___ Supplied material ___

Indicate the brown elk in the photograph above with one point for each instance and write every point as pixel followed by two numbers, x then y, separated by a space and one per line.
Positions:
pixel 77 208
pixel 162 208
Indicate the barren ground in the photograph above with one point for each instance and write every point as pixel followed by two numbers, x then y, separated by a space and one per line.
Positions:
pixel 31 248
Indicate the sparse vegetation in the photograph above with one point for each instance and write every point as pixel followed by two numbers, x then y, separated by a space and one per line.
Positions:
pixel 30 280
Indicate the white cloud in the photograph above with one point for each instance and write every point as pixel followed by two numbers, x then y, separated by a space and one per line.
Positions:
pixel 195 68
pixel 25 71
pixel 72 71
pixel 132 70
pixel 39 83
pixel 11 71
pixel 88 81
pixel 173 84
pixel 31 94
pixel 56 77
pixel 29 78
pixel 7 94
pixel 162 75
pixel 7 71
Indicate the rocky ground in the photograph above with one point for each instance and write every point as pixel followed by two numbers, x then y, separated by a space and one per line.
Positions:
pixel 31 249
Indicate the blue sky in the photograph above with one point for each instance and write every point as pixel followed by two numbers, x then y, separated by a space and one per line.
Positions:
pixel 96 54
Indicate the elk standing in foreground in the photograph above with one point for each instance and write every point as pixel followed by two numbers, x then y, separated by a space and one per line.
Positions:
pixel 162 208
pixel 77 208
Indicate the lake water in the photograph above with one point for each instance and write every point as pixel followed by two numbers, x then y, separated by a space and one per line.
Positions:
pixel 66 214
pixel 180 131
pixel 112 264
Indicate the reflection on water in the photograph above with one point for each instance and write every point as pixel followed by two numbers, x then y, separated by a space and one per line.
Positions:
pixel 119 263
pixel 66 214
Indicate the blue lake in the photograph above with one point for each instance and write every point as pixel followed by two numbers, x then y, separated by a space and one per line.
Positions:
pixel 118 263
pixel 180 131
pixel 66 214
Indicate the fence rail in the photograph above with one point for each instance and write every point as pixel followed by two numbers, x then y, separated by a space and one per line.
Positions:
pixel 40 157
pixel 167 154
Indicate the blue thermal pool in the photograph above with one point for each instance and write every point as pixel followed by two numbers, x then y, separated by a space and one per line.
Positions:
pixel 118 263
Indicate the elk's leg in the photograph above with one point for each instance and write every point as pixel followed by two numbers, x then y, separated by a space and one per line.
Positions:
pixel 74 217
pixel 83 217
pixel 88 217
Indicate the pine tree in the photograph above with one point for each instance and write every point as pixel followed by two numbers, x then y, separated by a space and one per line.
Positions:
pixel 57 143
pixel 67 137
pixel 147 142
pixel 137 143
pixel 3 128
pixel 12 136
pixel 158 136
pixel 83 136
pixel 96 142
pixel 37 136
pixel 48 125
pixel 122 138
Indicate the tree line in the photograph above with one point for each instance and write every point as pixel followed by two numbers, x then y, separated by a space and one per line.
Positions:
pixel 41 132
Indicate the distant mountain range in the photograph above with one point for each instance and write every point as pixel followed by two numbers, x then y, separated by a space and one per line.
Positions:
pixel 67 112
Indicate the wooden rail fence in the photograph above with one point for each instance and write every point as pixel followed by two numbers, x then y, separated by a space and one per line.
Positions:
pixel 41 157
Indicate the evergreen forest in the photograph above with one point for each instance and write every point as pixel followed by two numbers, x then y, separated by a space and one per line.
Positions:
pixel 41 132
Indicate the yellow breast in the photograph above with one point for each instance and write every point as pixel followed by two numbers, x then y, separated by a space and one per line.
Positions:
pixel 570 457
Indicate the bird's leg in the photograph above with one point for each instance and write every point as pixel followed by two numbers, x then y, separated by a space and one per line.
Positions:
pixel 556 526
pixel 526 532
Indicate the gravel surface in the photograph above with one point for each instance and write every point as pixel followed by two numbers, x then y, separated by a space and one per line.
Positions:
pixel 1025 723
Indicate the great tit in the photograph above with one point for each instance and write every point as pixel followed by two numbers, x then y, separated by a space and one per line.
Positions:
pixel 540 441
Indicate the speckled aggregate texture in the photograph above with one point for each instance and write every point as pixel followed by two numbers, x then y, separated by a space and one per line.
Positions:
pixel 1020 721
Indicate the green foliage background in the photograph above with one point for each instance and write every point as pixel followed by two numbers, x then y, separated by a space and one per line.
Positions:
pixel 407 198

___

--- The problem ---
State how many lines of the records above hold the word "lake", adding nothing beyond the number.

--- Written solution ---
2